# Задания
1 > Перескажите короче абзац текста об Андрее Белом, который начинается словами «Существуют писатели», и сохраните его основные факты.
2 > Продолжите текст об Андрее Белом с того места, где он заканчивается.

━━ Текст для чтения

Существуют писатели, творчество которых правомерно рассматривать и осмыслять как становление некоего единого текста, открывающегося по мере воплощения разными гранями, но неизменно, при всех зигзагах идейной и духовной эволюции и причудах конкретных эстетических манифестаций, тяготеющего к своей целостной и неразложимой сути; Андрей Белый — один из них. Многие из современников осознавали эту особенность его творчества — поэтического, прозаического, философско-эстетического, критико-публицистического, теоретико-литературного, даже эпистолярного (многие письма Белого выдержаны в той же системе образно-стилевых координат, что и его тексты, предназначавшиеся для печати). «Произведения Белого нельзя рассматривать в отдельности, — писала чутко внимавшая писателю в начале 20-х гг. поэтесса Вера Лурье. — Они напоминают детали огромного полотнища, которое только в целом передает весь творческий замысел художника. Каждая книга Белого отражает малую грань огромного лика его; чтобы узнать автора, надо увидеть его во всей многогранности. Творчество его непрерывная цепь, где каждое произведение продолжает другое, каждое имеет свое место между двумя другими»[6]. Подчиненность каждого из звеньев, составляющих эту цепь, творимому целому, непрестанно наращиваемому и возобновляющемуся, лишает суверенитета «малые» тексты и ставит их в зависимость от умопостигаемого глобального текста, проецируемого авторским сознанием и чаще всего недовоплощенного (так, романы «Серебряный голубь» и «Петербург» мыслились как первая и вторая части трилогии «Восток и Запад», третья часть которой не была написана, роман «Котик Летаев» — как первая часть семичастного автобиографического цикла «Моя жизнь», в задуманном объеме также не реализованного, и т. д.).

━━━━
━━ Исходные данные

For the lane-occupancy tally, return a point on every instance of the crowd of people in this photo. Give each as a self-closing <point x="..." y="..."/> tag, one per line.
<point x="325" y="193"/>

━━━━

# Ответы к упражнению
1 > Андрей Белый относится к писателям, чьё творчество складывается в единый цельный текст, несмотря на зигзаги идейной и духовной эволюции. Многие современники это осознавали. Единство охватывает его стихи, прозу, философско-эстетические, критико-публицистические и теоретико-литературные работы и даже письма: многие из них выдержаны в той же образно-стилевой системе, что и тексты для печати. Поэтесса Вера Лурье в начале 20-х гг. писала, что произведения Белого нельзя рассматривать по отдельности. По её словам, они напоминают детали огромного полотнища, а его творчество представляет собой непрерывную цепь, где каждое произведение продолжает другое. Поэтому отдельные тексты подчинены общему замыслу автора, который чаще всего остаётся недовоплощённым. Так, «Серебряный голубь» и «Петербург» мыслились как первые две части трилогии «Восток и Запад», третья часть которой не была написана. «Котик Летаев» задумывался как первая часть семичастного автобиографического цикла «Моя жизнь», который тоже не был реализован в задуманном объёме.

2 >
Особенно зыбким оказывался суверенитет «малых» текстов в корпусе стихотворений Андрея Белого. Стихотворение, даже не претерпевая существенных внутренних изменений, подвергалось определенной смысловой коррекции благодаря включению в различные авторские циклические композиции — в цикл из нескольких стихотворений при первой публикации в журнале или альманахе, затем в раздел авторской книги, с означенным циклом, как правило, не соотносящийся, затем в раздел авторского собрания стихотворений, включающего материал нескольких книг, скомпонованный по-другому, в новое большое единство, имеющее мало общего с прежними композициями, предлагавшимися читателю. Существенно не меняясь, стихотворный текст мог утрачивать или обретать относительно самостоятельный статус. Лирическая поэма «Панихида» в девяти частях, Опубликованная в 1907 г. в журнале «Весы», при подготовке книги «Пепел» была расформирована — из нее были выделены шесть стихотворений, каждое со своим заглавием, распределенные по двум разделам «Пепла» (три части поэмы впоследствии Белым не перепечатывались); поэма «Первое свидание», выпущенная в свет отдельным изданием в 1921 г., в составе итогового сборника «Стихотворения» (1923) представлена в виде десяти фрагментов, входящих в три цикла. И наоборот: в том же издании 1923 г. появились поэмы «Железная дорога» (в десяти частях), «Бродяга» (в одиннадцати частях), «Деревня» (в тринадцати частях), «Мертвец» (в двенадцати частях); каждая из частей в этих произведениях соотносится, за единичными исключениями, со стихотворениями, ранее опубликованными в «Пепле» без обозначения какой-либо взаимозависимости между ними (новообразованные поэмы монтировались из стихотворений, входивших даже в разные тематические разделы «Пепла»).
Наблюдаемые закономерности, характеризующие творческую историю стихотворений и поэм Андрея Белого в аспекте их включения в различные авторские композиционные единства, остаются в силе и при рассмотрении видоизменений, которые претерпевали в огромном числе сами стихотворные тексты. Даже не подвергаясь радикальной переработке в плане образно-стилевом, не меняя своего лексического состава, стихотворение обретало несколько различных редакций — благодаря варьированию последовательности строф и строк. Достаточно показательный пример — стихотворение 1904 г., один вариант которого, под заглавием «На железнодорожном полотне», был отправлен в октябре 1904 г. в письме к Блоку[7], а другой опубликован в «Альманахе к-ва „Гриф“» (М., 1905) как одиннадцатая часть цикла «Тоска о воле»:
На железнодорожном полотне
I. Вот ночь своей грудью
прильнула
К семье облетевших кустов.
Во мраке ночном потонула
Уж сеть телеграфных столбов.
III. Один. Многолетняя служба
Мне душу сдавила ярмом.
Привязанность, молодость,
дружба
Промчались — развеялись сном.
II. Застыла холодная лужа
В размытых краях колеи.
Целует октябрьская стужа
Обмерзшие пальцы мои.
IV. Ужели я в жалобах слезных
Ненужный свой век провлачу?
Улегся на рельсах железных.
Затих. Притаился. Молчу.
VI. Блеснул огонек еле зримый.
Протяжно гудит паровоз.
Взлетают косматые дымы
Над купами чахлых берез.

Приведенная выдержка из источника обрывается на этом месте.